══ INPUT FOR THIS TASK
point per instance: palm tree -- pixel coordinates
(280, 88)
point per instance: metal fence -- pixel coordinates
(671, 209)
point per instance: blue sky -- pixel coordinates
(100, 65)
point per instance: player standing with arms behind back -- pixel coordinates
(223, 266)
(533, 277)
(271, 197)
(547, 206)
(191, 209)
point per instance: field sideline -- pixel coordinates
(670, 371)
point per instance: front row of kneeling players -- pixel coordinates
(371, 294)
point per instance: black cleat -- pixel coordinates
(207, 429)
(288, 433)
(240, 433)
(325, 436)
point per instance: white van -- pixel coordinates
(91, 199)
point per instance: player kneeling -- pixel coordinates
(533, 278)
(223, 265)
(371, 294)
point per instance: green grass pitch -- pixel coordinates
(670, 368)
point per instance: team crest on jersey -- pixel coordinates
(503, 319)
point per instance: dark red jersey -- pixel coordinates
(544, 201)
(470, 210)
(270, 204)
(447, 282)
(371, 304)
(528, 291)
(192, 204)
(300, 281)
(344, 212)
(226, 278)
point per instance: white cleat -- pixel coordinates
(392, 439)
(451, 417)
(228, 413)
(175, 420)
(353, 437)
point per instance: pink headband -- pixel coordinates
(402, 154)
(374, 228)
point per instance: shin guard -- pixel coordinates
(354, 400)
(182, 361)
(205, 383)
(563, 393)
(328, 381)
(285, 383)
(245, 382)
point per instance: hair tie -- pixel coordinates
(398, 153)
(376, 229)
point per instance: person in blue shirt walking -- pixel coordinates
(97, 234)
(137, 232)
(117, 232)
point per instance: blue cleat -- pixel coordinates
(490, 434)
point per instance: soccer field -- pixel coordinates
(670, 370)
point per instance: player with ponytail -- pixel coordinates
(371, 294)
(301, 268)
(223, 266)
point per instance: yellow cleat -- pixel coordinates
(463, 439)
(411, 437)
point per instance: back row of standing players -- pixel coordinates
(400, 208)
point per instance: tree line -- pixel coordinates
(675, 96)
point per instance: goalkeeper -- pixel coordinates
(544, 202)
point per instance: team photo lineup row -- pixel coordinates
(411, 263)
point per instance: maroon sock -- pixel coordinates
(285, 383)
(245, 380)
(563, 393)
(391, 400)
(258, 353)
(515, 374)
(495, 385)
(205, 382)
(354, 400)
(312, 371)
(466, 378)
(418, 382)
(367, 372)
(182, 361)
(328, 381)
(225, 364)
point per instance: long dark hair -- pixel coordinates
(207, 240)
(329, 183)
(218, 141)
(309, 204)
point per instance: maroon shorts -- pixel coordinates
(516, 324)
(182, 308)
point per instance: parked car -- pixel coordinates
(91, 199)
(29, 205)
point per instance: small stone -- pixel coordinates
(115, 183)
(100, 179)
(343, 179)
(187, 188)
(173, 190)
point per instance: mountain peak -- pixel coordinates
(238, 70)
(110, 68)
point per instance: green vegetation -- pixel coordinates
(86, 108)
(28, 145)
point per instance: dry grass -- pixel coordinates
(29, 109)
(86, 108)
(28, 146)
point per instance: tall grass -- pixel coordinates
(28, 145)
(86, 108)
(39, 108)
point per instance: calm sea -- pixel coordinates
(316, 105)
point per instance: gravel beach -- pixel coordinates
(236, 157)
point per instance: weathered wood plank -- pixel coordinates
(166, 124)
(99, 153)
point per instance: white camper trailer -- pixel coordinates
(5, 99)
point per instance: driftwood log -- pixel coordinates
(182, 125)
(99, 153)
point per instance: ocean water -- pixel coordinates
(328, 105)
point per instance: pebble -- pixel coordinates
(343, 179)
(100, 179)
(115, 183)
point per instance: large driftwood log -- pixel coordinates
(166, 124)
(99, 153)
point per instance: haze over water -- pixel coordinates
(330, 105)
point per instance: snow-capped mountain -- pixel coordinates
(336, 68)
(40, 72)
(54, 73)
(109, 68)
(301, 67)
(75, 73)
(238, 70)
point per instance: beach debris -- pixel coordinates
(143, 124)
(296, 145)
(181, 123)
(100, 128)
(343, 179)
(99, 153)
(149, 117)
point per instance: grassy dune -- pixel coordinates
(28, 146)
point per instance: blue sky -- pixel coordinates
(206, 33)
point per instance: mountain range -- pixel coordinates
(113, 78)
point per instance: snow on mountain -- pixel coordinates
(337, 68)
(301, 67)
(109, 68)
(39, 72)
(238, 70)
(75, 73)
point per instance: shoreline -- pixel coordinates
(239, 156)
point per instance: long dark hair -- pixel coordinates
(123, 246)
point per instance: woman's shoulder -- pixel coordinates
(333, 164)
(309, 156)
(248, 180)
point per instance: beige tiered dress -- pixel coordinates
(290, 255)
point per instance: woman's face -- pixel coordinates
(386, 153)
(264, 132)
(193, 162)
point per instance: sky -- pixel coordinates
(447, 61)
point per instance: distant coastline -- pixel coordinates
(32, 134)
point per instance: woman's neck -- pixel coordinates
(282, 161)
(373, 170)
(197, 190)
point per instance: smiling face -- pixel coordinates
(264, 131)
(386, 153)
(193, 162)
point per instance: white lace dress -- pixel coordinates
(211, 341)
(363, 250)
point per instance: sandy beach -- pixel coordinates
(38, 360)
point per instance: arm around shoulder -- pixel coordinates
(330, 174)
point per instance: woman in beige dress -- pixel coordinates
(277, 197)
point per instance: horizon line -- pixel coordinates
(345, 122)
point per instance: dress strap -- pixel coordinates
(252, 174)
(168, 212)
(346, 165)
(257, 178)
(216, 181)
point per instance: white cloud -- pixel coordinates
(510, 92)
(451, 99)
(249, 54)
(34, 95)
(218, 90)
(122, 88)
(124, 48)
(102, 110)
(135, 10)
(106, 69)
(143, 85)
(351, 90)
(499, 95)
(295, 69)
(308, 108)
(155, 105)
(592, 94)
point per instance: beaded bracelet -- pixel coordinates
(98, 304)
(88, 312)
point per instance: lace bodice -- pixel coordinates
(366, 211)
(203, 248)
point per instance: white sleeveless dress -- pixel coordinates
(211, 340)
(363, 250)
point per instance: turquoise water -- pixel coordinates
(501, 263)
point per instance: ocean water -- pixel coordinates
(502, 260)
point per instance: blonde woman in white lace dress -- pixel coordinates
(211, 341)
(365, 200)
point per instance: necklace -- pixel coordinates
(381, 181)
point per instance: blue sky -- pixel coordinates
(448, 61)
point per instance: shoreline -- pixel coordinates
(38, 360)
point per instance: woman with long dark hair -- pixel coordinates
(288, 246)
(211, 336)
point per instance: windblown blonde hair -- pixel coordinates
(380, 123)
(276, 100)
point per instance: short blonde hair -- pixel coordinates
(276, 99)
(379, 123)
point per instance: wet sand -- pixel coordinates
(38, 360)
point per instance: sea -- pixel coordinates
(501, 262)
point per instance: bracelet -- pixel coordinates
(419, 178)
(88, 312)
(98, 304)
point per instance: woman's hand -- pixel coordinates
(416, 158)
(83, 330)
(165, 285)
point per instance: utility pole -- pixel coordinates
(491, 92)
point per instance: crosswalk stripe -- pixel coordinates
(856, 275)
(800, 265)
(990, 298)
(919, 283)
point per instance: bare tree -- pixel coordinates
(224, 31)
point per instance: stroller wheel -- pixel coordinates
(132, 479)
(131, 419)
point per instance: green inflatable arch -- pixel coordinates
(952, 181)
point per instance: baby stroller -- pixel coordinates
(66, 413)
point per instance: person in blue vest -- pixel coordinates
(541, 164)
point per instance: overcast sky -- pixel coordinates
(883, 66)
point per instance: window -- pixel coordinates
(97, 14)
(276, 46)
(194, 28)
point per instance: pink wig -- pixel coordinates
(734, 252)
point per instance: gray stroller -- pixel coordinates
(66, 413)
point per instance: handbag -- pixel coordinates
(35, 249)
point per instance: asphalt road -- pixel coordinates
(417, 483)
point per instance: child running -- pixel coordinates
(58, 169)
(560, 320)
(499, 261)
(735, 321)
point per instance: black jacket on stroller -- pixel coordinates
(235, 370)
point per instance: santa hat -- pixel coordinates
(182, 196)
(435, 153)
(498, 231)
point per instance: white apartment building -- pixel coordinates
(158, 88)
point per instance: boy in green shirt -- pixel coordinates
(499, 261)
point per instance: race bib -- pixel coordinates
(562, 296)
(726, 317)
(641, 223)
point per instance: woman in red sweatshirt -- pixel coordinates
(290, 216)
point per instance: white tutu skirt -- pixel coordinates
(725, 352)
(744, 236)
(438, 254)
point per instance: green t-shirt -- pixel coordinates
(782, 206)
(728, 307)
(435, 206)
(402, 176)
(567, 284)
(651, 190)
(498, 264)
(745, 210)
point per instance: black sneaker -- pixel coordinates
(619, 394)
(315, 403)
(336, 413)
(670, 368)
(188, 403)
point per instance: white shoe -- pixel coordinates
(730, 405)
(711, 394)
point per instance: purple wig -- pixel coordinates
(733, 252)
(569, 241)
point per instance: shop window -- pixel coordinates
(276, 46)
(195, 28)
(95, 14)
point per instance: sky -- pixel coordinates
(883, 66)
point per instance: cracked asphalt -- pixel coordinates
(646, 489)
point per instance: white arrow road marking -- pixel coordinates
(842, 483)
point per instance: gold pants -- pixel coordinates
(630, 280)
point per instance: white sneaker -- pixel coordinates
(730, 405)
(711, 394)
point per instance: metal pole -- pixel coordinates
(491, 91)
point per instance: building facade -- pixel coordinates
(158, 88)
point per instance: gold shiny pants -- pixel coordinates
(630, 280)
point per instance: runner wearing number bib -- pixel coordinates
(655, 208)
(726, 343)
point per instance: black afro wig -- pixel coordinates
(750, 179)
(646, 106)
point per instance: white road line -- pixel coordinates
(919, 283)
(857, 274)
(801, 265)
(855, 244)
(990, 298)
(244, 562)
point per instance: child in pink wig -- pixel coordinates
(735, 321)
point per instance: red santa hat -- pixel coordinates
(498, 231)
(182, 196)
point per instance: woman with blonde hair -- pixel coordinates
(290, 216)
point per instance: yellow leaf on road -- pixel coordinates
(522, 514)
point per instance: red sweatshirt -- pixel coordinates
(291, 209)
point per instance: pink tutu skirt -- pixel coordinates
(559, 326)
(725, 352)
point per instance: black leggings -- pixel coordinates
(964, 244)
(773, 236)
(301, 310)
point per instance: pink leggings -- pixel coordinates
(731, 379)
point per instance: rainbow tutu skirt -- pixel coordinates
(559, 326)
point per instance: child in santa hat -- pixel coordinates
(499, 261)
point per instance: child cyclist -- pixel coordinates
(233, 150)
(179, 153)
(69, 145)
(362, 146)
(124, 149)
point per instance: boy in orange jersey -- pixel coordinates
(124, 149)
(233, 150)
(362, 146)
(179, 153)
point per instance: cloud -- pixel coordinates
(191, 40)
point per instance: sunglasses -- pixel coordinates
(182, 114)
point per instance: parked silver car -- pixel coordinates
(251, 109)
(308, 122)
════
WORK INSTRUCTIONS:
In the entries above, take the line containing "point per instance: pink leggings" and each later line through the last, and repeat them exactly. Output nothing else.

CORRECT OUTPUT:
point per instance: pink leggings -- pixel coordinates
(731, 379)
point per instance: rainbow tutu skirt -- pixel coordinates
(559, 326)
point per instance: child in santa hat -- pixel coordinates
(499, 261)
point per instance: child cyclist -- pixel coordinates
(233, 150)
(179, 153)
(69, 145)
(362, 146)
(124, 149)
point per instance: boy in orange jersey -- pixel coordinates
(124, 149)
(233, 150)
(362, 146)
(179, 153)
point per instance: cloud -- pixel coordinates
(191, 40)
point per instance: sunglasses -- pixel coordinates
(182, 114)
point per instance: parked silver car -- pixel coordinates
(251, 109)
(308, 122)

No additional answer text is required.